**OBJECTIVE:**
Continue the passage on the Virginia voter-roll removals from the point where it stops.

**EXCERPTED PASSAGE:**
---*---

In a letter dated Friday and released to the media Tuesday, Warner, Kaine and the state’s six Democrats in the House of Representatives pressed Garland to probe the recent “purge” of the voter rolls. The letter, which reinforces calls for a federal investigation that Rep. Robert C. “Bobby” Scott (D-Va.) made to the media last week, suggested that affected voters might number in the thousands.

“This widespread error creates an enormous barrier to the democratic process for these affected Virginians while early voting has already begun for this November’s election,” the letter says.



Elections officials under Gov. Glenn Youngkin (R) acknowledged the removals last week but said they stemmed from honest mistakes that they will correct before Nov. 7 General Assembly elections, which will decide the fate of the governor’s legislative legacy and his viability as a potential 11th-hour 2024 presidential candidate.
“When the governor’s office became aware of the inconsistencies regarding the misclassification of probation violations as felonies, as had been the process in previous administrations, he asked for … [State Police] to correct the process and ordered a review,” Youngkin spokeswoman Macaulay Porter said in an email to The Washington Post. “While analysis is still ongoing, we are aware of fewer than 300 voters who were impacted and those individuals are being reinstated. The governor is committed to ensuring those that are eligible, can vote.”
The Justice Department did not respond to a request for comment.



Weeks after early voting kicked off Sept. 22, Youngkin’s elections officials conceded that they had removed an unknown number of voters who had been convicted of felonies, had their voting rights restored and then went on to violate the terms of their probation. The state’s computer software counted the probation violations as new felonies that disqualified them from voting, administration officials have said.
Youngkin’s elections team says it mistakenly took 270 voters off Va. rolls
The lawmakers’ letter calls news reports about the problem “alarming” given the “consequential election already underway in Virginia” and previous issues with the state’s voter registration systems under Youngkin — including backlogs that delayed the processing of about 256,000 “motor voter” registration applications in the run-up to last year’s midterm congressional elections.
Youngkin ran for the Executive Mansion in 2021 on a vow to bring “election integrity” and business-world efficiency to state government. He seemed to make good on those promises late last year, as his Elections Department said it had discovered 10,588 people on the state’s voter rolls who were ineligible to vote because of felony convictions.



At the time, elections officials chalked the problem up to a blip they’d uncovered in the state’s aging elections software — one that allowed people who’d committed a felony, had their voting rights restored by the governor and then committed a second felony, to remain on the rolls. The original software code, written under a previous administration, for the rights-restoration process did not account for the possibility that voters who regained their voting rights might subsequently be convicted of a new felony, Youngkin administration officials said.

Once the code was updated, however, the system did not differentiate between probation violations committed by voters who’d had their rights restored and entirely new felonies. The public radio station VPM first identified the problem last month, with a report on an Arlington County man removed from the rolls after a probation violation.

---*---

(Records excerpted from a collection)
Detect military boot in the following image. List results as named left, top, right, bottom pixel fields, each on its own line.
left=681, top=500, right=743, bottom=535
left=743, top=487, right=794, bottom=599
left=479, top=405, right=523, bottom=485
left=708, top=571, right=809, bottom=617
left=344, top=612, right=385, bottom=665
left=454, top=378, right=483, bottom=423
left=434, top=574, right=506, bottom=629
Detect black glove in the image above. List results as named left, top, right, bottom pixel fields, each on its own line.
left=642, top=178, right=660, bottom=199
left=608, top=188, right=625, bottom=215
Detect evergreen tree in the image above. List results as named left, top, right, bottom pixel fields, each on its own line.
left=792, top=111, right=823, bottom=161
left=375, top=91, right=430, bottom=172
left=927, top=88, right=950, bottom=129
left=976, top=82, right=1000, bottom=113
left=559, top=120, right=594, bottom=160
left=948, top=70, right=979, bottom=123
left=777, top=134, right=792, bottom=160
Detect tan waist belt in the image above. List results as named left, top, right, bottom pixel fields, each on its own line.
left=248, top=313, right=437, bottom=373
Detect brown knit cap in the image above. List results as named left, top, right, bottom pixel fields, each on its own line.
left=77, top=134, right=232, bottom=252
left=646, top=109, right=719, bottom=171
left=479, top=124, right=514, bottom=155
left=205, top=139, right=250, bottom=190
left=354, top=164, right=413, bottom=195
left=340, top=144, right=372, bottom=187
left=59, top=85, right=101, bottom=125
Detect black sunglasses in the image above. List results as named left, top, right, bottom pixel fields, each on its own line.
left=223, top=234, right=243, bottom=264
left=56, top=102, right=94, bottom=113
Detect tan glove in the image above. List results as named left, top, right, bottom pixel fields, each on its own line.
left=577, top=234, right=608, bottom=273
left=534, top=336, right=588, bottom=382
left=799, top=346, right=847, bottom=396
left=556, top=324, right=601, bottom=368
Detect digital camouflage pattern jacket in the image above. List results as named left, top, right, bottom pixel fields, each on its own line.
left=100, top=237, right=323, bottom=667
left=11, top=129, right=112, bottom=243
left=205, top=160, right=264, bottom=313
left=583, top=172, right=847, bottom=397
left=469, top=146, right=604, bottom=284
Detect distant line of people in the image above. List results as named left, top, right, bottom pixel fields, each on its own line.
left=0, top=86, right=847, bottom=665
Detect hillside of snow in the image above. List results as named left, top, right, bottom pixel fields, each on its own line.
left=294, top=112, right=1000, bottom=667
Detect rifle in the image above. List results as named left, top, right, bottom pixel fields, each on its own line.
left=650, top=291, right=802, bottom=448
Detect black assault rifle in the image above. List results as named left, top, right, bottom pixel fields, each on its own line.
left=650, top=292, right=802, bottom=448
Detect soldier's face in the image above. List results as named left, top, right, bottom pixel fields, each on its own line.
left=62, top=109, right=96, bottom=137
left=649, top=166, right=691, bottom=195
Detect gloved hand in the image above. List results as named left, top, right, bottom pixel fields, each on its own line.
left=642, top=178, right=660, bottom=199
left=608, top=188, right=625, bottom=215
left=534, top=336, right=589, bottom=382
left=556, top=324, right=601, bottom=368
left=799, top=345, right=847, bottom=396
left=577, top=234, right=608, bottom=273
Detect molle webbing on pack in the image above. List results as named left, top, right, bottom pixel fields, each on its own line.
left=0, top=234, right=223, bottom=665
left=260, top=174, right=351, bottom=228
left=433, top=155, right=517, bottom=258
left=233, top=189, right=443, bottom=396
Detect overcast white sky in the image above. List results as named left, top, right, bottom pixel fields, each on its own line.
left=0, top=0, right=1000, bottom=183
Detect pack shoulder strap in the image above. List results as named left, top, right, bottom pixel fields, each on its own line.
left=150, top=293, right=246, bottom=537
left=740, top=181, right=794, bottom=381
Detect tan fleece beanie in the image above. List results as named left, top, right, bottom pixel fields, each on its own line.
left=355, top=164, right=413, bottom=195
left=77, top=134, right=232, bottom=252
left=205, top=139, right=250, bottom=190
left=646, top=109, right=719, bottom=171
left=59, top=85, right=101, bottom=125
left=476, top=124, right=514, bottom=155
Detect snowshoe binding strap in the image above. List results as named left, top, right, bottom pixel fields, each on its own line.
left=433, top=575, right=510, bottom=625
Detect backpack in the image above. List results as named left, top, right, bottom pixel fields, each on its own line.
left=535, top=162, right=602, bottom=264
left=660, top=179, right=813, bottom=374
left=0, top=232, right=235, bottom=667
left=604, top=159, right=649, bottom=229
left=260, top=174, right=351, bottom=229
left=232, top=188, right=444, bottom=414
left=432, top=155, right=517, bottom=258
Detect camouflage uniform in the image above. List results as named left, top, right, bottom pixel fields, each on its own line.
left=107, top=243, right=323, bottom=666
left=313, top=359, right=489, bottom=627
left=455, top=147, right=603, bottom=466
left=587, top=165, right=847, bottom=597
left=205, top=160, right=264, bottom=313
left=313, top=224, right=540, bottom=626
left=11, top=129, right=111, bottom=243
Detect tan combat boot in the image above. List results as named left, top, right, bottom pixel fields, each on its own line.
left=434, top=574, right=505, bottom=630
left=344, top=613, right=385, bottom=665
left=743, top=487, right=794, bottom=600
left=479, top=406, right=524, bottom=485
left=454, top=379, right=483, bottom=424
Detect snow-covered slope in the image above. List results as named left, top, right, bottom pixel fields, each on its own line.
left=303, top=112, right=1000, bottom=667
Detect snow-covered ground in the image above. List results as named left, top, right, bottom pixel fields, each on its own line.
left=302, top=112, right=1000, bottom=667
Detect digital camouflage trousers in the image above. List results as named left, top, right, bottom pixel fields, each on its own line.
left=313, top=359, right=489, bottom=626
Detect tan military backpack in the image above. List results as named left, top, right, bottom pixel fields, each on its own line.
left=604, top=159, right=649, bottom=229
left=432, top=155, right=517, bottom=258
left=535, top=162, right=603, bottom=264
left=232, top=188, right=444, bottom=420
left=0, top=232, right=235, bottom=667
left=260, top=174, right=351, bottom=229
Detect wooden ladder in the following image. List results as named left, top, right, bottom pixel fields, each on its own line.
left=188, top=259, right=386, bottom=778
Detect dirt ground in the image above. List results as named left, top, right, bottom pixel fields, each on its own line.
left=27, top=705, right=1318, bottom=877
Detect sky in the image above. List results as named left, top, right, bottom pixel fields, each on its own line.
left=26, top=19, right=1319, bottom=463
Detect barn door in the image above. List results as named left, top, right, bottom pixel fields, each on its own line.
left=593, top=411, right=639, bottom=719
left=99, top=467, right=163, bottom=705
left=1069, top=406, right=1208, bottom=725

---*---

**WRITTEN ANSWER:**
Elections officials acknowledged early last week that some of the 10,588 voters should not have been removed but said they were unable to determine how many. On Friday, they put the number at 270 but cautioned that it could still edge up as they continued to review the matter. In their letter to Garland, the Democrats said “potentially thousands of eligible Virginia voters” were removed.



Virginia is one of a few of states that limit voting access after a felony conviction. The commonwealth permanently disenfranchises those guilty of violent or nonviolent felonies unless the governor restores their civil rights.
Youngkin’s three immediate predecessors — one Republican, two Democrats — took steps to automatically restore rights in at least some cases once felons’ sentences were complete. The Democrats’ letter noted that Youngkin has reverted to a stricter, “opaque” policy requiring each person to file an application that the administration considers on a case-by-case basis, with no publicly disclosed criteria.
The letter also notes the “motor voter” backlogs in October 2022, when the Elections Department belatedly sent two batches of “motor voter” registration applications to local registrars for last-minute processing — 107,000 in the first batch, 149,000 in the second. The department blamed computer problems with the state’s long-troubled voter registration system, which is known as VERIS and dates to about 2007.
Youngkin’s election chief pulls Va. from group targeted by election deniers
Additionally, the letter notes that in May, Youngkin pulled Virginia out of the Electronic Registration Information Center (ERIC), a data-sharing group that red and blue states alike relied on for the past decade to keep voter rolls updated before election deniers made it the focus of criticism. Virginia had been a founding member of the group under Republican Gov. Robert F. McDonnell.



The letter seeks “immediate action” by the Justice Department to investigate the removals and ensure that people “whose names were illegally removed from the voting rolls” are informed that they are, in fact, legally registered to vote ahead of Nov. 7.
All 140 seats in the closely divided state House and Senate will be on the ballot on Election Day. Just a handful of races in each of the closely divided chambers will decide whether Youngkin has the power to enact a conservative agenda that includes banning abortion after 15 weeks, with some exceptions.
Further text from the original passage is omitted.